● **EXCERPTED TEXT**
Begin

Mobile WiMAX may not succeed in mature mobile broadband markets, but it will have a future in BRIC ( Brazil , Russia India and China ) countries, especially in India according to a new analysis made by Cantab Wireless.

The analysis, ‘Mobile WiMAX – Technical Aspects, Commercial Prospects, and Competition’, suggests that mobile WiMAX cannot fulfill all the expectations placed upon it. While Cantab acknowledges that it is a powerful technology with many excellent qualities, the analysis also notes that the technology has some serious limitations. According to the research company the biggest challenge for mobile WiMAX is that it is competing against 3G cellular networks in mature telecommunications markets. Cantab also suggests that mobile WiMAX - performance-wise – cannot provide a shortcut to the 4th generation of mobile telecoms as some of its promoters have claimed. Cantab reckons that mobile WiMAX performance is comparable to 3.5G cellular systems at best, and in some areas it lags behind its cellular competitors. More importantly, 3.5G has already been rolled out, operating in numerous cellular networks, whereas mobile WiMAX is yet to become operational in a grand scale in developed markets.

End

● **SHORT PROBLEM A**
In the excerpt on mobile WiMAX, what does Cantab consider mobile WiMAX performance to be comparable to at best?
● **SHORT PROBLEM B**
From the excerpt on mobile WiMAX, write out everything from "Mobile WiMAX may" down to "by Cantab Wireless.".

● **EXTRACTED INFORMATION**
Begin

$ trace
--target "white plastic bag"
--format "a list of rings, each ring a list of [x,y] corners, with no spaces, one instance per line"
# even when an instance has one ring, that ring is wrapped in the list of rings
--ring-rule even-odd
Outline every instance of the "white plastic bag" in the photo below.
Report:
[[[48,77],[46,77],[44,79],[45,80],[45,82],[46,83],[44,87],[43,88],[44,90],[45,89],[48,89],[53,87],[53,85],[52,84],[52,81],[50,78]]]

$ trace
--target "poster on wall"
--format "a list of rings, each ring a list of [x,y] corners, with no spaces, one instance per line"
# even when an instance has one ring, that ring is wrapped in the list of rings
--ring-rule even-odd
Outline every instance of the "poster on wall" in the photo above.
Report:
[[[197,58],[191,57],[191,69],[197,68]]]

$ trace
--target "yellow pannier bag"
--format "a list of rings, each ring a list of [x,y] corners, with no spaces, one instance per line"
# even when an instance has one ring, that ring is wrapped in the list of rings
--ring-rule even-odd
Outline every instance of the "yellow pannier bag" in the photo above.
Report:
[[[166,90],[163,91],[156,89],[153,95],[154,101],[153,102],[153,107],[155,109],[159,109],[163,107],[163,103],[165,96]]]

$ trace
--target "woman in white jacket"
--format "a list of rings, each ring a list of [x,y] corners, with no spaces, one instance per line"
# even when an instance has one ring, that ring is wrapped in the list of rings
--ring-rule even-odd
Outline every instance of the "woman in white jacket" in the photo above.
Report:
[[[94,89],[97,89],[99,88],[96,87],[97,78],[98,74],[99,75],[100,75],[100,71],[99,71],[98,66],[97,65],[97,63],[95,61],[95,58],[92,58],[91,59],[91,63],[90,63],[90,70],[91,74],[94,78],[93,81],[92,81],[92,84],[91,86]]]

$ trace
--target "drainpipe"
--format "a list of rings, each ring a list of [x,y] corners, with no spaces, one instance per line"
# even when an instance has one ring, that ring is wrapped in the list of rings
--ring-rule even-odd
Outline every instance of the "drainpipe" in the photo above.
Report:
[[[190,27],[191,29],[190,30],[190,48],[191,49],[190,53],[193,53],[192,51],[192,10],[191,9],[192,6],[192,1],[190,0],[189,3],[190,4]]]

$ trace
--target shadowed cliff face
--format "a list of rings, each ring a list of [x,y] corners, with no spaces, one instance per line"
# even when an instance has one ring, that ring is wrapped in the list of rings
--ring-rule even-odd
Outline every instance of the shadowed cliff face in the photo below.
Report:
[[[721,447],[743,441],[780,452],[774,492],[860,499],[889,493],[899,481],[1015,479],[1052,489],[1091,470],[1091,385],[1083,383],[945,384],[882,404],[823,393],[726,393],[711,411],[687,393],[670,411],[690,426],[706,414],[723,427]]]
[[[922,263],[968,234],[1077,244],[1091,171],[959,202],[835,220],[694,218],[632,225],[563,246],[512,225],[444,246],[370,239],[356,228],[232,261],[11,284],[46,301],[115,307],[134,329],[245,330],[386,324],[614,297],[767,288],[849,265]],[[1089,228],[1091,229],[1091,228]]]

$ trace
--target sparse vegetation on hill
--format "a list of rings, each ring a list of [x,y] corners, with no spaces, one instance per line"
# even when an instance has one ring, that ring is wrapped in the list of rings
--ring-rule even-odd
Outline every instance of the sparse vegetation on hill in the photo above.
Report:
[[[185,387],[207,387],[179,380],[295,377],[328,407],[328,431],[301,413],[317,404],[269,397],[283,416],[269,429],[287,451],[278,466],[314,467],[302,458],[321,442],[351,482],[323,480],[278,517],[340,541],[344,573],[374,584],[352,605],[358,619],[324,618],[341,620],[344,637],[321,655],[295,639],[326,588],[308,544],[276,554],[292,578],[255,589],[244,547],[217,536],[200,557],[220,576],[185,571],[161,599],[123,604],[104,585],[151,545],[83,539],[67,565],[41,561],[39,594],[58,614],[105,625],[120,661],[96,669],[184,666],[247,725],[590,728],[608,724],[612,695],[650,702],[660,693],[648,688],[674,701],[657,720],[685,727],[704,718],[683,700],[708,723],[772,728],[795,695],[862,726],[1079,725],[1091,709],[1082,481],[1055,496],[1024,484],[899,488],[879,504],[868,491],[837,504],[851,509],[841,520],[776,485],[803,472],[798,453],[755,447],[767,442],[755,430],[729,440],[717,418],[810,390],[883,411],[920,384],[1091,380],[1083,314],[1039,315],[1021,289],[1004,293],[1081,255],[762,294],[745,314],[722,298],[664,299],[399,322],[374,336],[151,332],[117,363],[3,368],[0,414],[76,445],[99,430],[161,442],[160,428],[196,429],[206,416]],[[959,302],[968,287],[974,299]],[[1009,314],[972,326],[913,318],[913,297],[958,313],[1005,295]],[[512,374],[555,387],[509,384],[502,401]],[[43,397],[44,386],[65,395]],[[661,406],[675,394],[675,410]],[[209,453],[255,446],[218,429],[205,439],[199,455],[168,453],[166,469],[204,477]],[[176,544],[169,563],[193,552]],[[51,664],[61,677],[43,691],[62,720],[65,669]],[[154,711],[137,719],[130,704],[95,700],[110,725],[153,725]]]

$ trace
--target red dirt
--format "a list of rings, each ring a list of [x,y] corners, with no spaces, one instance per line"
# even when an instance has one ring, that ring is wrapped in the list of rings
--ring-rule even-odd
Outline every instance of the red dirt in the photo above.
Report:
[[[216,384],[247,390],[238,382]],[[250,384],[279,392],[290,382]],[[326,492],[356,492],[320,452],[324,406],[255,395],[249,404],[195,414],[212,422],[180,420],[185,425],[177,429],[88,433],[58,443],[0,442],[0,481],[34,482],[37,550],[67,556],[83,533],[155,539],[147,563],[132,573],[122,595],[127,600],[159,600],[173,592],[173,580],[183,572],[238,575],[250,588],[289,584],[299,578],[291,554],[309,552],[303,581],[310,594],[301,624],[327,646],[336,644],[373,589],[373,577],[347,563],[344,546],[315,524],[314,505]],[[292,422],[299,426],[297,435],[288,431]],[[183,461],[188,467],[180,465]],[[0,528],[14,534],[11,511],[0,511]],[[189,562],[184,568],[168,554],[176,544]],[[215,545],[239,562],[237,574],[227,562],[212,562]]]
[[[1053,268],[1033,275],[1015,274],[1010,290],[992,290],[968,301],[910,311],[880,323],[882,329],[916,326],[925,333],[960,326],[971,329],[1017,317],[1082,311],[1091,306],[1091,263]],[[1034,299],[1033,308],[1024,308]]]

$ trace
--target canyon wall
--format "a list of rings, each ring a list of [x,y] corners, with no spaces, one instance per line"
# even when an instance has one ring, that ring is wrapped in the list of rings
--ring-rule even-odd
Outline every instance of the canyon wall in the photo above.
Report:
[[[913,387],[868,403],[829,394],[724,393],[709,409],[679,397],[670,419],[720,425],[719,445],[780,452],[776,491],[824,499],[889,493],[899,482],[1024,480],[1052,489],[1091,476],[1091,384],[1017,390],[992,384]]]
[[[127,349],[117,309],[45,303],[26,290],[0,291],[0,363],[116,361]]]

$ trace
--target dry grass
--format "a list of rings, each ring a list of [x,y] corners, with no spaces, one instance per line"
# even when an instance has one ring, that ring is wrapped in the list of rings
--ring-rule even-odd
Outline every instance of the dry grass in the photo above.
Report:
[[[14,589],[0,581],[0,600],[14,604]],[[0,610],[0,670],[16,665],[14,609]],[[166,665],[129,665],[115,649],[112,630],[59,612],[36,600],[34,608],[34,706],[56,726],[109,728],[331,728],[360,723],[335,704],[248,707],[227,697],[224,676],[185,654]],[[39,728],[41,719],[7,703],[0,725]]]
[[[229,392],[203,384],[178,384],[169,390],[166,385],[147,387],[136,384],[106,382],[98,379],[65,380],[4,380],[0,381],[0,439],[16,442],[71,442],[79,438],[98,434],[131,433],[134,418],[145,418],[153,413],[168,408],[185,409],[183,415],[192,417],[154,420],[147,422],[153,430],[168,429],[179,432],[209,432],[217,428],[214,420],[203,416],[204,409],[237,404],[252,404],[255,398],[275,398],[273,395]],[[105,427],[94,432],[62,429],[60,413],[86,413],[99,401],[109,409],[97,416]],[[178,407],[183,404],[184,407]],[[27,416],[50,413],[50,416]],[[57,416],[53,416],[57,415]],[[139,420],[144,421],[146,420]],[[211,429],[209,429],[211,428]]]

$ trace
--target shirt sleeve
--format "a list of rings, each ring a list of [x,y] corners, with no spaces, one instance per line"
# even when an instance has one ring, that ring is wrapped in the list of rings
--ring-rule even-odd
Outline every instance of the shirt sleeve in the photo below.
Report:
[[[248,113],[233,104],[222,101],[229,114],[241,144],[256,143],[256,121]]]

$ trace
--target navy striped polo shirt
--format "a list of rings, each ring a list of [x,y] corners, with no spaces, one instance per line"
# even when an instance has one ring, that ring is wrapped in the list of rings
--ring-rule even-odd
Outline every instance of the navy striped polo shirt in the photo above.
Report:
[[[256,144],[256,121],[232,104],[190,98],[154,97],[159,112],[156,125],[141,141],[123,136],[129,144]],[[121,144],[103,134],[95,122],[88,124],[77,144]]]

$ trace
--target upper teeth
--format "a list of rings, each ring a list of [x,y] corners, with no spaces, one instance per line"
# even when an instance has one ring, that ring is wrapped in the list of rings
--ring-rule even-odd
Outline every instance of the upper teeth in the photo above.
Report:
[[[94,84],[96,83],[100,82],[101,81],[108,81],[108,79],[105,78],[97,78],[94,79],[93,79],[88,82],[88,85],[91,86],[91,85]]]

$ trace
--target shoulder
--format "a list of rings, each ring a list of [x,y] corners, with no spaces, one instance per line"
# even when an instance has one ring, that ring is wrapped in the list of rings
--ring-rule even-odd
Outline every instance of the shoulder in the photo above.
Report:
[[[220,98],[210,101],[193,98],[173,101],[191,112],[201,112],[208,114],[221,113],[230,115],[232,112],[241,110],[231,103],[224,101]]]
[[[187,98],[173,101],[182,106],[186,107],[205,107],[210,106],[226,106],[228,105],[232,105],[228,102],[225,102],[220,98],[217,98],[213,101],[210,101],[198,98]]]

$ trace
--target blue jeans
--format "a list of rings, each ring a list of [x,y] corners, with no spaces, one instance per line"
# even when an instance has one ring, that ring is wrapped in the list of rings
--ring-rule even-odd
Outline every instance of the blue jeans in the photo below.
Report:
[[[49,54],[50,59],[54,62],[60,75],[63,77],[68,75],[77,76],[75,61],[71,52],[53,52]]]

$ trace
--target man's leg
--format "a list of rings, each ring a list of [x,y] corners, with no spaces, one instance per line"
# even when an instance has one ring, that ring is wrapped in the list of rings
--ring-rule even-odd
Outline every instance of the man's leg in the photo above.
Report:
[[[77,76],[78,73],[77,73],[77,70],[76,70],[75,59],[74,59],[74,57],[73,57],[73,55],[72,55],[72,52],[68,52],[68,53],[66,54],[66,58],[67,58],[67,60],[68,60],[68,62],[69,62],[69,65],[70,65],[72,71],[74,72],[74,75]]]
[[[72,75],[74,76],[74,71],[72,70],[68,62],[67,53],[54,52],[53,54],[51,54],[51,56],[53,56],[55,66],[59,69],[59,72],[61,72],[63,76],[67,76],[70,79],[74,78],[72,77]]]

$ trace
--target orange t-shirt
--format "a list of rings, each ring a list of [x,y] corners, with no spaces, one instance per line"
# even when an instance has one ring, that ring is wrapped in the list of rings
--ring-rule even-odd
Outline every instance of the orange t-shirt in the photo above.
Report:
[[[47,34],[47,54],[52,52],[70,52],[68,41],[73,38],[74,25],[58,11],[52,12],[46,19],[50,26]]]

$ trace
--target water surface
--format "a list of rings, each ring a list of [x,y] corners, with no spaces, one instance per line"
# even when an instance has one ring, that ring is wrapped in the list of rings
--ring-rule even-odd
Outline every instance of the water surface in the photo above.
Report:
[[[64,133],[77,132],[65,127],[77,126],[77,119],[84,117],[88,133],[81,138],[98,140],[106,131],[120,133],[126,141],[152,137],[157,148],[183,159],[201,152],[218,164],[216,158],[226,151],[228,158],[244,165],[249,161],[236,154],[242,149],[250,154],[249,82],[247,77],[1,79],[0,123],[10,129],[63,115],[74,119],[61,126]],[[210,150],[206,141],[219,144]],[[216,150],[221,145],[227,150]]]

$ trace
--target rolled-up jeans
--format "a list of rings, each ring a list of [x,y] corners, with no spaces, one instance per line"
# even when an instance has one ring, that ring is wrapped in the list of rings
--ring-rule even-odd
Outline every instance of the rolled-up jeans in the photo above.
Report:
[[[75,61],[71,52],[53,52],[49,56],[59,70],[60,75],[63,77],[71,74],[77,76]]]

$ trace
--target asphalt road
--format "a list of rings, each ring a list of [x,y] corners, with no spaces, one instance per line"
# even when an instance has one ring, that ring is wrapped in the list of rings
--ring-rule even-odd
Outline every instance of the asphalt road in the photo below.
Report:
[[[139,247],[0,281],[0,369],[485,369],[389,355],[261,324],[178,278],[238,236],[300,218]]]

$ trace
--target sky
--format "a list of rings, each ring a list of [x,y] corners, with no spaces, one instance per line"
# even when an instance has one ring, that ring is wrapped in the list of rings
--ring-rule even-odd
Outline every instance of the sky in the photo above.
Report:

End

● **EXERCISE RESULT A**
3.5G cellular systems

● **EXERCISE RESULT B**
Mobile WiMAX may not succeed in mature mobile broadband markets, but it will have a future in BRIC ( Brazil , Russia India and China ) countries, especially in India according to a new analysis made by Cantab Wireless.